**What you should do**
For the word "door", state how many lines of the records include it, with no other text.

**Exercise materials**
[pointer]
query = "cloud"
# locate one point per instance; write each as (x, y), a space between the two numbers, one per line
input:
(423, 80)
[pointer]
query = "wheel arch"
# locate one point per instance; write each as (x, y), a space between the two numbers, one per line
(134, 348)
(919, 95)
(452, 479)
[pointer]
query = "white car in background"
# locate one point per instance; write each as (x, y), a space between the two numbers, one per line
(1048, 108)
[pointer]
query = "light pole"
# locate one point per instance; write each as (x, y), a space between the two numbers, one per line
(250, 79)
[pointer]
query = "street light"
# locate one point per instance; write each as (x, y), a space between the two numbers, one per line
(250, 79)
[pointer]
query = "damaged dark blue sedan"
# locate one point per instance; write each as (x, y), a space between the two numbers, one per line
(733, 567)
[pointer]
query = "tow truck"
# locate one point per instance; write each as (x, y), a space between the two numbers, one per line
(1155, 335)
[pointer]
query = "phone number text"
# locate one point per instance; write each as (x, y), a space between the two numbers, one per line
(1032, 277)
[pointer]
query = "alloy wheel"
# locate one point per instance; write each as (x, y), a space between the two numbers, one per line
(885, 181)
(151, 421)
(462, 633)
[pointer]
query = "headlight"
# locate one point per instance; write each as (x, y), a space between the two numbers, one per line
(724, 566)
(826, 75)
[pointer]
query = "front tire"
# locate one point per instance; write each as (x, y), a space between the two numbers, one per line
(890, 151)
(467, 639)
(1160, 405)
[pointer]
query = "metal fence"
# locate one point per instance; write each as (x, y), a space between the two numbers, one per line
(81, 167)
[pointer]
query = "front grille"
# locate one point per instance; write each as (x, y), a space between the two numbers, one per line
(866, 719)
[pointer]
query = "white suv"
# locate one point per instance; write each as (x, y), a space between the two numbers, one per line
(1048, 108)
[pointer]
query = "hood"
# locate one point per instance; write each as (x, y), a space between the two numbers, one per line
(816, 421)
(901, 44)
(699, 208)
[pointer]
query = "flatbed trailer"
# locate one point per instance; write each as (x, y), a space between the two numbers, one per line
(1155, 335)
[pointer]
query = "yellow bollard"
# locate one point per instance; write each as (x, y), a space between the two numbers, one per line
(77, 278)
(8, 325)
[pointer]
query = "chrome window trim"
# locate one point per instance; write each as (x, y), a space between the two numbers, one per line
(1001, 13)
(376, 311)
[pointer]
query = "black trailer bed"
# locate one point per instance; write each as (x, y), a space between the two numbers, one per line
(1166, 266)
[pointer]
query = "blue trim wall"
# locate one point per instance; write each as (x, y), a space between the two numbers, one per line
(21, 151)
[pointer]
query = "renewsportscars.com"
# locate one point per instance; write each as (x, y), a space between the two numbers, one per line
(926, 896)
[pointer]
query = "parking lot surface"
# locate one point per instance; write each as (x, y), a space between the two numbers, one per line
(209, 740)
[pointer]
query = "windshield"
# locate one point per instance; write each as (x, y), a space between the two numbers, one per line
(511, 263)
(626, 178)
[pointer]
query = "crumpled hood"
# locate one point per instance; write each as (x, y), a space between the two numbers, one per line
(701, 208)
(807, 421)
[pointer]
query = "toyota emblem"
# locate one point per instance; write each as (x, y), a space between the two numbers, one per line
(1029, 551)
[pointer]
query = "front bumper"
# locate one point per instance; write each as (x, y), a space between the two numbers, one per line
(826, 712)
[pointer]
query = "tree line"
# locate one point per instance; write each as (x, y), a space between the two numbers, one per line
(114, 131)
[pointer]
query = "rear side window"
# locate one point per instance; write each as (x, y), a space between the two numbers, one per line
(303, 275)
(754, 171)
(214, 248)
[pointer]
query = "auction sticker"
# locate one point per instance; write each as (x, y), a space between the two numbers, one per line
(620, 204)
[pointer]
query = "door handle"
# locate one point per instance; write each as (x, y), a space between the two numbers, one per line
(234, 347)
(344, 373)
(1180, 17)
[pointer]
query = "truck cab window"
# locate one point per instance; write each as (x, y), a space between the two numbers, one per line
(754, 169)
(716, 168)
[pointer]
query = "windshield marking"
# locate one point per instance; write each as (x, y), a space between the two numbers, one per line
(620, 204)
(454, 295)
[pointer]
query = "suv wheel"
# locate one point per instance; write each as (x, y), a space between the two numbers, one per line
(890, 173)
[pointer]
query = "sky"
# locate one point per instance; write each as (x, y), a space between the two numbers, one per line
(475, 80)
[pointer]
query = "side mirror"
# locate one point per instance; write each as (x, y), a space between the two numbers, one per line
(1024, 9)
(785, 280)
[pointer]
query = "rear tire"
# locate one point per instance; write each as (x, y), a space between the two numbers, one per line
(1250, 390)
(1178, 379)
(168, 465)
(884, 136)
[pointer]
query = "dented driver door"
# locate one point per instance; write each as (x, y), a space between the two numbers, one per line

**Task answer**
2